= TASK PROMPT =
Say how many lines in the data hold "shack". Nothing else belongs in the answer.

= RECORDS FOR THE EXERCISE =

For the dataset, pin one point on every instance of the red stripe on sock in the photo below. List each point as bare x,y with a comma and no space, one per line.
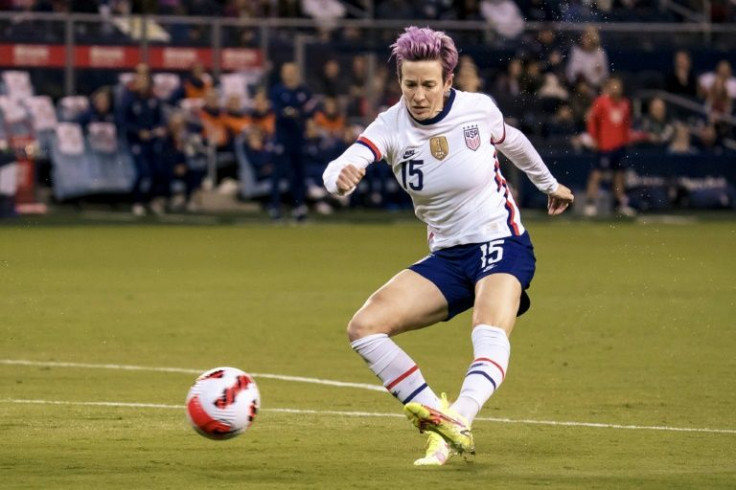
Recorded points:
401,378
485,359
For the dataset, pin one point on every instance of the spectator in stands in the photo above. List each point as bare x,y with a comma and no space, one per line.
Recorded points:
504,16
258,153
236,120
262,116
184,156
681,80
723,71
101,109
588,60
719,106
562,123
581,99
293,105
655,128
144,127
531,79
708,139
510,82
196,83
609,125
681,141
214,128
325,13
547,49
329,120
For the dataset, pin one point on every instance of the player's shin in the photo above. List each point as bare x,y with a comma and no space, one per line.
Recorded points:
491,349
396,370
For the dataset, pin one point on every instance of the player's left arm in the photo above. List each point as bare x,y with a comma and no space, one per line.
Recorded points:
523,155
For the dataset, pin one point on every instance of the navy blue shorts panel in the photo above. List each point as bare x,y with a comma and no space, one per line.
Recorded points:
611,160
456,270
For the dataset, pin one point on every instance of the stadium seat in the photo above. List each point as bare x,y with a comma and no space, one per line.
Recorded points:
72,106
102,137
17,84
165,85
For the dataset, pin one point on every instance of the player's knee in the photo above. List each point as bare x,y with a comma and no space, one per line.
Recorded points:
360,326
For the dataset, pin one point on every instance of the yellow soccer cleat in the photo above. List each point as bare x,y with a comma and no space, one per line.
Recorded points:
446,423
437,452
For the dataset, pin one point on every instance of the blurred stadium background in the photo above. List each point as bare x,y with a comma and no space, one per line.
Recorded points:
212,63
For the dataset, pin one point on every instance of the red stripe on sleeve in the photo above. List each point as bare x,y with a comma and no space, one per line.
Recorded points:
503,137
371,146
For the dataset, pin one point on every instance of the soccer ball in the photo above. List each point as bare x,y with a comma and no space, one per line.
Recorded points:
223,403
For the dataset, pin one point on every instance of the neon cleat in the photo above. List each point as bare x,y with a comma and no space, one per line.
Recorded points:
437,452
446,423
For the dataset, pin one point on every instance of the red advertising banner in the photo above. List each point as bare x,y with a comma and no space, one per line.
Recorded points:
126,57
44,55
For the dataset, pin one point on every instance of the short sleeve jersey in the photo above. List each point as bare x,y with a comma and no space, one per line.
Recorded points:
449,166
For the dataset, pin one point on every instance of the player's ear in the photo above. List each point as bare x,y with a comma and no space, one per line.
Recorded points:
448,82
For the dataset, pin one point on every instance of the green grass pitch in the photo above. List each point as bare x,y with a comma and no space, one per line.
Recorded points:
631,325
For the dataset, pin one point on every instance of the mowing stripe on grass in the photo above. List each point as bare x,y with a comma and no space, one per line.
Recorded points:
593,425
126,367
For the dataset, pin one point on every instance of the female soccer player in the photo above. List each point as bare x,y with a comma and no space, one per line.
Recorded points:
441,144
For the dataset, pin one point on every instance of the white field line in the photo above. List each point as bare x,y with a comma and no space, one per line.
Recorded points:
126,367
300,379
379,414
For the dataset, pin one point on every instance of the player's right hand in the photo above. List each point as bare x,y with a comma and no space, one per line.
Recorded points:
348,178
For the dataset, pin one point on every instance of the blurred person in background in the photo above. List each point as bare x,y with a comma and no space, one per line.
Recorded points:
144,127
504,16
236,119
588,60
196,83
719,106
293,105
101,109
681,141
441,145
681,80
330,82
212,116
609,125
724,72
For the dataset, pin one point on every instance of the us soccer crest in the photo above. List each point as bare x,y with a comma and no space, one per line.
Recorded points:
438,147
472,137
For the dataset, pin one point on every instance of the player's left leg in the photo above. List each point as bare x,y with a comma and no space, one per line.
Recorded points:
494,315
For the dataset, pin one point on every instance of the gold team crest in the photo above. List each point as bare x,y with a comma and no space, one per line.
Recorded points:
439,147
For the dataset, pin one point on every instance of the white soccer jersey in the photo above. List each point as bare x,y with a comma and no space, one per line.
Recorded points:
449,167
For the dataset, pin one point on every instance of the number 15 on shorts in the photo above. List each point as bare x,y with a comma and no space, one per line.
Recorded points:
490,254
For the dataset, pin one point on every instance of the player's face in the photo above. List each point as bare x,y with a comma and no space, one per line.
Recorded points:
423,88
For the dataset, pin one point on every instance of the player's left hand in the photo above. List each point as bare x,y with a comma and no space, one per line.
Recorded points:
559,200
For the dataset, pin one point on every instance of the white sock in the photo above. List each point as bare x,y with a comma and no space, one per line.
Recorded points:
398,373
491,349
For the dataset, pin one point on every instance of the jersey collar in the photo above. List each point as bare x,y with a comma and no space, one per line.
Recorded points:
445,110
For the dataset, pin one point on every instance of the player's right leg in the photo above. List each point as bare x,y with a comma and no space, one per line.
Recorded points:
406,302
591,194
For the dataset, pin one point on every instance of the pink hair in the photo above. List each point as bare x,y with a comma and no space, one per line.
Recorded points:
420,44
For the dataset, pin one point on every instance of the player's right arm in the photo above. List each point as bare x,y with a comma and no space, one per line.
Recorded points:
343,174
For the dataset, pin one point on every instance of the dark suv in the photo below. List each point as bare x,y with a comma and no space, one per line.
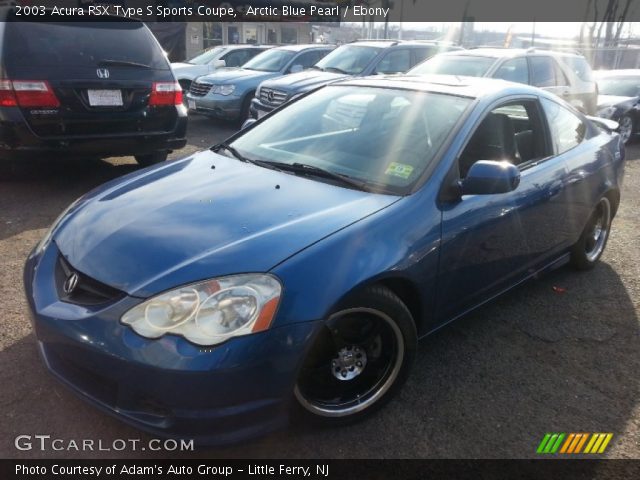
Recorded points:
356,59
88,89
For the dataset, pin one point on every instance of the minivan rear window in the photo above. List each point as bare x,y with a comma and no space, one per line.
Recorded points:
81,44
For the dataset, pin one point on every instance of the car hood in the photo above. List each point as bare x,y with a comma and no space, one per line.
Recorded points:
610,100
186,221
304,81
181,66
230,75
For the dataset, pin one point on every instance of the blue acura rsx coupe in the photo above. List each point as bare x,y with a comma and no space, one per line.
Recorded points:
288,272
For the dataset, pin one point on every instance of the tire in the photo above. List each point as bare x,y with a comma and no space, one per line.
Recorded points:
627,127
593,240
151,158
359,361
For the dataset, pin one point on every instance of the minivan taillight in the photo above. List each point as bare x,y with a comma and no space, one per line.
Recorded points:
7,98
166,93
27,93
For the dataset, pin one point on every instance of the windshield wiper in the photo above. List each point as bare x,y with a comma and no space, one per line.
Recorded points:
242,158
122,63
230,149
305,169
336,69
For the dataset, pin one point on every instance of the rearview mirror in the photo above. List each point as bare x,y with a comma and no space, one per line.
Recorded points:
487,177
248,122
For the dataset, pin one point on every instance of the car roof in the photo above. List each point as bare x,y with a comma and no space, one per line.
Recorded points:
374,43
508,52
632,72
245,45
304,46
472,87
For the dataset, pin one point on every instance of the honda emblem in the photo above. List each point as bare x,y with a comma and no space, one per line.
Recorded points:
71,283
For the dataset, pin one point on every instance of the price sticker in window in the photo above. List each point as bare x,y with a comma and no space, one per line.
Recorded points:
399,170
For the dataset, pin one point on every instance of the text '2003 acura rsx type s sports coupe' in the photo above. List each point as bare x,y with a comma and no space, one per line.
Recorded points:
289,272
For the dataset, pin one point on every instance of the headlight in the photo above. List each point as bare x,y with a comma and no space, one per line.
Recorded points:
607,112
209,312
223,89
293,97
47,236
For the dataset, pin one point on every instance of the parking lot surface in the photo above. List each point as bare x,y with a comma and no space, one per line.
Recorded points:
558,354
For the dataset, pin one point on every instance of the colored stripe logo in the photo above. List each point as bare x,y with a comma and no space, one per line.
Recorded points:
574,443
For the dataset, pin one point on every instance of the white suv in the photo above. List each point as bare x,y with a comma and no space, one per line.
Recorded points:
565,74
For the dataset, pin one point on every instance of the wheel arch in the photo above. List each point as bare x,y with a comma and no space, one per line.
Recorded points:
613,195
403,287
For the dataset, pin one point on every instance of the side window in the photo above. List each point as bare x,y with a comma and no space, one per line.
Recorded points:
421,54
308,59
561,78
236,58
514,70
511,132
396,61
542,72
567,130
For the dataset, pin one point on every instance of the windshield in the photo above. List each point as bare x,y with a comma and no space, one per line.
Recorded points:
469,65
207,56
351,59
270,61
384,138
619,86
81,44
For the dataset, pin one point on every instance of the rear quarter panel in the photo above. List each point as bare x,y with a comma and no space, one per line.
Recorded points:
594,168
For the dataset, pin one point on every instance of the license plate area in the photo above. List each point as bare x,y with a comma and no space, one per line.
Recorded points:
105,98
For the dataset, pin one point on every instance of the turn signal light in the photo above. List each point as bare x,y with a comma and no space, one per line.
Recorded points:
27,93
165,93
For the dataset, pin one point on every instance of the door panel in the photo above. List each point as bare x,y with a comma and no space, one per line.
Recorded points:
491,242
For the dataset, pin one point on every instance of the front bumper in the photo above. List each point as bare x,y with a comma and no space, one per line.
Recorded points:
257,109
216,105
167,386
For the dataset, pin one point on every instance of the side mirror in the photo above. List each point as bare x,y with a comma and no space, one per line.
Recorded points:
248,122
487,177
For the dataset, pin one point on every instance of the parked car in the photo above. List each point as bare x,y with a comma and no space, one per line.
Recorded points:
86,89
567,75
296,276
356,59
227,93
619,99
213,59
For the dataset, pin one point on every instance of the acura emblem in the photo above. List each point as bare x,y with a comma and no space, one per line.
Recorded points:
70,283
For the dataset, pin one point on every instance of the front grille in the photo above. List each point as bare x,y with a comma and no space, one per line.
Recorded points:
199,89
87,291
272,97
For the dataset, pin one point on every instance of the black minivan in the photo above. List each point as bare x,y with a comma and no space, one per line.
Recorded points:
86,89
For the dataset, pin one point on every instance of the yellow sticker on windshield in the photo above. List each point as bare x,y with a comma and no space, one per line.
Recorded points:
399,170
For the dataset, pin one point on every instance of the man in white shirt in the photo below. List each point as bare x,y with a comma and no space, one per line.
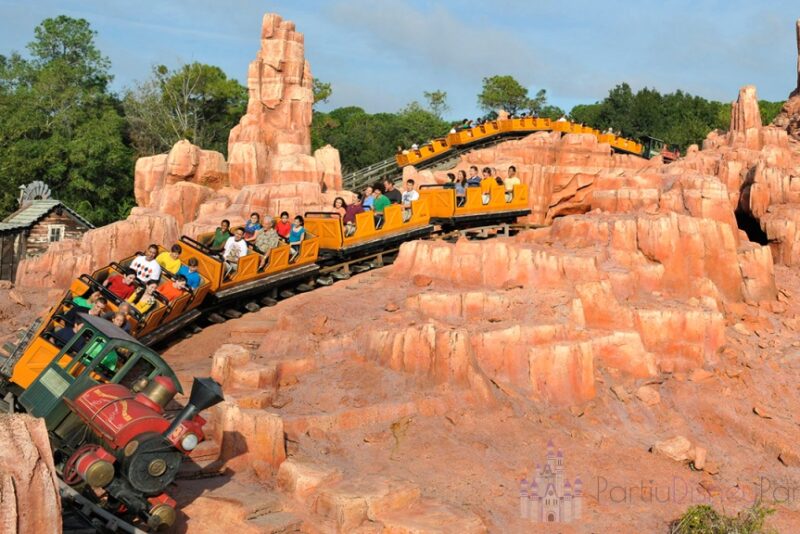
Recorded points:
146,266
235,248
409,195
510,182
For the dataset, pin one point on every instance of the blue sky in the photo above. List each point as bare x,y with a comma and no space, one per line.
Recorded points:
382,54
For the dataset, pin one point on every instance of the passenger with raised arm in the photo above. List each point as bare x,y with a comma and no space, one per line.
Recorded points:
367,198
190,272
474,178
172,289
461,188
283,226
235,249
379,203
123,309
221,235
145,300
394,196
296,236
497,178
349,218
486,184
266,239
252,226
87,302
510,182
171,261
339,206
409,195
146,266
120,320
122,285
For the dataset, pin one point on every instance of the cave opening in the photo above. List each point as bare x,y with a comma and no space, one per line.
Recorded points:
751,227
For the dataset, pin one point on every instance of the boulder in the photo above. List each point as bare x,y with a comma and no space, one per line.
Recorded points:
29,498
69,258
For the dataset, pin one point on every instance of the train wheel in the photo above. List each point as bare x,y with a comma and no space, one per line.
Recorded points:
305,288
216,318
325,281
340,275
230,313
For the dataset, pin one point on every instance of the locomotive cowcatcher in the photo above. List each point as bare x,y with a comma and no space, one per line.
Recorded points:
103,398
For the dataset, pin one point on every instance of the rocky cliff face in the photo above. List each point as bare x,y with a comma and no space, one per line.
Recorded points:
29,498
188,190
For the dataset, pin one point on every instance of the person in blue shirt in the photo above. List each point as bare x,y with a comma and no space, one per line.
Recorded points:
296,236
252,226
474,178
368,199
190,272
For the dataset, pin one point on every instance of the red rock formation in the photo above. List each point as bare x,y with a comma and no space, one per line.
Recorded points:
29,498
744,112
272,141
190,189
99,247
797,27
560,171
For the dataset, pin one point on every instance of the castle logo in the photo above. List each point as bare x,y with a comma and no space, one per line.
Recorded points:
549,497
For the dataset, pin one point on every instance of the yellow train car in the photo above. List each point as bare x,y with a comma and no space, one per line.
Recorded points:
438,148
479,206
280,268
337,240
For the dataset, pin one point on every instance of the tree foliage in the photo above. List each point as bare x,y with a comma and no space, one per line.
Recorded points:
196,102
322,91
363,138
437,102
678,118
503,92
59,123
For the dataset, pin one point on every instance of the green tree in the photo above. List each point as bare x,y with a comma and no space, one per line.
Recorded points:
437,102
322,91
769,110
503,92
586,114
678,118
196,102
363,138
60,124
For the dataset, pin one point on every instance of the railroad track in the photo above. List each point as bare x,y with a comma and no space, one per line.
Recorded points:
79,514
326,276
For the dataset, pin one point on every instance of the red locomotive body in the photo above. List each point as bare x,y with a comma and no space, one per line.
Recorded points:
138,451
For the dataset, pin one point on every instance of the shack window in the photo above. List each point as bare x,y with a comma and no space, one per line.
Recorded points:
55,232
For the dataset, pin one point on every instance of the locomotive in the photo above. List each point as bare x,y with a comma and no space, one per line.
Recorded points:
103,397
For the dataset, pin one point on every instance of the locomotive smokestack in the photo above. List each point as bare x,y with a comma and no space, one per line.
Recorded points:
206,392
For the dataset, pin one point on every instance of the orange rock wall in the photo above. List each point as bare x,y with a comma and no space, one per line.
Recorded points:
189,190
29,498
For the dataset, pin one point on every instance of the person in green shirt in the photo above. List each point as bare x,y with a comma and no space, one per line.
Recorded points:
109,361
221,235
379,204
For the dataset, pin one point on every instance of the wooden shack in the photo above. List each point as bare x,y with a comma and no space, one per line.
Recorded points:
31,229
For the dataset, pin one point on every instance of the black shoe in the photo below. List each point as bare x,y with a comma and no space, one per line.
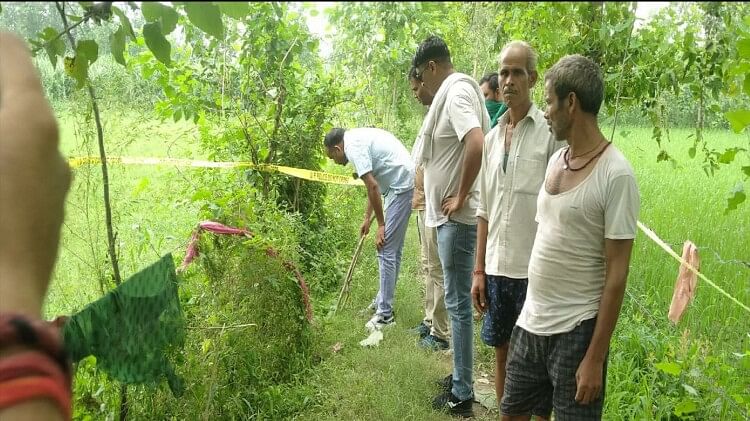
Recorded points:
434,343
421,329
449,403
446,383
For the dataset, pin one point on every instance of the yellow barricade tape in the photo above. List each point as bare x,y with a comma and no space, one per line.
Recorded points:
294,172
652,235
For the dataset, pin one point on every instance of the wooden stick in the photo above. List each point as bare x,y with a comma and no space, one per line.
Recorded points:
344,294
349,274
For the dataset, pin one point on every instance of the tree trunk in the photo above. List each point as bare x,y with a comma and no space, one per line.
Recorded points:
111,236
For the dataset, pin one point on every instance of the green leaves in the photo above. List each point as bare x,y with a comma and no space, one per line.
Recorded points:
117,44
87,51
124,21
234,10
739,119
743,48
670,368
206,17
53,48
737,196
685,407
157,12
156,42
728,156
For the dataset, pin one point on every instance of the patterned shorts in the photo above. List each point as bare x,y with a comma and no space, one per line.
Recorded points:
505,297
541,373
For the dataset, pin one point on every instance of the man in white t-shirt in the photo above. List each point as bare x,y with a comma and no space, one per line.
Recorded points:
434,329
386,168
450,148
515,157
587,212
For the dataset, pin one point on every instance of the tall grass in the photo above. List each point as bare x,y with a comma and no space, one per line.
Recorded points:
699,368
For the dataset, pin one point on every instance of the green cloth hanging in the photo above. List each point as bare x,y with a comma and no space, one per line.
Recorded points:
135,330
495,109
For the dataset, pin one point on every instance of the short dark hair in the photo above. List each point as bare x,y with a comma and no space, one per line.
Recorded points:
334,137
581,75
433,48
491,80
413,73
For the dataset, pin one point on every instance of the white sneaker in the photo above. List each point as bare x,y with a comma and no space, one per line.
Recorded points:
378,322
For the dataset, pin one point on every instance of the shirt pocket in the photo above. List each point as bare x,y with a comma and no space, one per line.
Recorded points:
529,175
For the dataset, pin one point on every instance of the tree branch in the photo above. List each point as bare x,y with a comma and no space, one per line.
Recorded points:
66,31
107,206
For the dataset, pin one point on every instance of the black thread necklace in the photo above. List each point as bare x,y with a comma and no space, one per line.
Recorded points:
567,165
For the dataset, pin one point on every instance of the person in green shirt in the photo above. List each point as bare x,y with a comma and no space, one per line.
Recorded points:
493,98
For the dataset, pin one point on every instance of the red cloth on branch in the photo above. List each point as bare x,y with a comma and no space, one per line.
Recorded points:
217,228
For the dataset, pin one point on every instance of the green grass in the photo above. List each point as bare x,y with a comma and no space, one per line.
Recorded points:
153,215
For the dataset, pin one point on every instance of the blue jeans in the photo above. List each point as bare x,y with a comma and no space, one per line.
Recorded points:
456,243
389,257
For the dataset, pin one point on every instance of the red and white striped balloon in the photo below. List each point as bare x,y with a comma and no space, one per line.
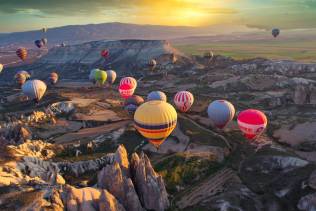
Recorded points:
129,81
183,100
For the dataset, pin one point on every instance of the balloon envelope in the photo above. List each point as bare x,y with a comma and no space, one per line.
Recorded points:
157,95
53,78
252,123
275,32
221,112
21,53
126,90
111,76
34,89
100,77
183,100
155,120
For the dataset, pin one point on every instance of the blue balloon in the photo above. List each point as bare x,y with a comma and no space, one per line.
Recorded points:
221,112
157,95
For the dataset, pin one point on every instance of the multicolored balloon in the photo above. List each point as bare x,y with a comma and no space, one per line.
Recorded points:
252,123
53,78
34,89
221,112
105,53
183,100
111,76
21,53
44,40
39,43
155,120
275,32
100,77
157,95
132,103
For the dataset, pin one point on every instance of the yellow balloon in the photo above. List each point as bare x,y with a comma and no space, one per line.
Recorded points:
155,120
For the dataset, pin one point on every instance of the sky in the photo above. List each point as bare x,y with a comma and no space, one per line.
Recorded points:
24,15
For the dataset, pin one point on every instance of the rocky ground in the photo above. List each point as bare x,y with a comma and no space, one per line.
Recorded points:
78,150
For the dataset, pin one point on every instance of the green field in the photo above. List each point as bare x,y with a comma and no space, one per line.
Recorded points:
271,49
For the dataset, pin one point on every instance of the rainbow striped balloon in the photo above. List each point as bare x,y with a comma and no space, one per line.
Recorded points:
183,100
155,120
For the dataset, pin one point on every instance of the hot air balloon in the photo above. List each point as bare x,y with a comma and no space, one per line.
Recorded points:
105,53
129,80
111,76
44,40
183,100
157,95
39,43
20,79
92,75
34,89
209,55
252,123
100,77
155,120
126,90
53,78
21,53
152,64
221,112
275,32
132,103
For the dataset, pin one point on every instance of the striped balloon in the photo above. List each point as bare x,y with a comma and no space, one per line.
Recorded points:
53,78
126,90
157,95
34,89
155,120
221,112
252,123
183,100
111,76
21,53
130,81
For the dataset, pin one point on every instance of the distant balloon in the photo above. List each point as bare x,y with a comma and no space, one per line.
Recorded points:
252,123
130,81
132,103
21,53
155,120
135,100
111,76
21,77
126,90
209,55
183,100
275,32
39,43
44,40
221,112
100,77
53,78
92,75
105,53
152,64
34,89
157,95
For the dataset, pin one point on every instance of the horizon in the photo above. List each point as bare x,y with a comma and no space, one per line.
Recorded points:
17,16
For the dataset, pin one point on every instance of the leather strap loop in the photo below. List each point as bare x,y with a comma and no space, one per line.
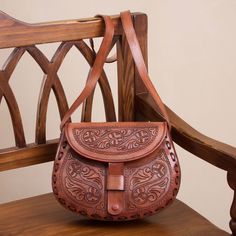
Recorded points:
95,71
139,61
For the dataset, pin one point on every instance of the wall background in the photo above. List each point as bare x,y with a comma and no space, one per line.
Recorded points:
192,57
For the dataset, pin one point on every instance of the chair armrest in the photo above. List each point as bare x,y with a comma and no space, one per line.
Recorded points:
216,153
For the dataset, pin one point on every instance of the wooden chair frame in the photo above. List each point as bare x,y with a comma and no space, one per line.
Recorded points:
134,101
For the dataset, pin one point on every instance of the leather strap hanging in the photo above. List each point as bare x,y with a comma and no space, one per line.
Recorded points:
101,57
116,170
95,71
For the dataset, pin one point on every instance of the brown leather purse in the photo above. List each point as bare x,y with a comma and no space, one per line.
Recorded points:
116,170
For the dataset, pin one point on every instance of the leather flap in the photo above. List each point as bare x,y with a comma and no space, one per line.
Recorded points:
115,141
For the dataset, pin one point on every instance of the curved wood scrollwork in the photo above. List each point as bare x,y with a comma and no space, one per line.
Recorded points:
50,82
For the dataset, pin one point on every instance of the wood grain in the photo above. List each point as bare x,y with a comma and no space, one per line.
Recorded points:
15,33
42,215
12,158
214,152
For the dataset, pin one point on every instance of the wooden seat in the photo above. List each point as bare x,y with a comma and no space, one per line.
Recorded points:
42,215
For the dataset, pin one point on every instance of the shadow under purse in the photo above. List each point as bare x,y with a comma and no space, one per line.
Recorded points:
116,170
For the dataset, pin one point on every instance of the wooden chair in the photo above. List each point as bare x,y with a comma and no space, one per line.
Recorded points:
42,215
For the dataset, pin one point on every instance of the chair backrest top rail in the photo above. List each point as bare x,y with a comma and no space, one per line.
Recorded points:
15,33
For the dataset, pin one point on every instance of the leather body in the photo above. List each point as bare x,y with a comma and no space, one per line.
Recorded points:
116,171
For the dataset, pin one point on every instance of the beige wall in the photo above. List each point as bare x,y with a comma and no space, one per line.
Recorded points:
192,58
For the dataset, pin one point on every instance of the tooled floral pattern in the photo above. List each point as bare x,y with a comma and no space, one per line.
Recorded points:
84,183
116,140
148,184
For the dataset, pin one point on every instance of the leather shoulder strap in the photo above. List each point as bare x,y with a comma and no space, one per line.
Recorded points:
139,61
95,71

= RESPONSE TO THE EXERCISE =
2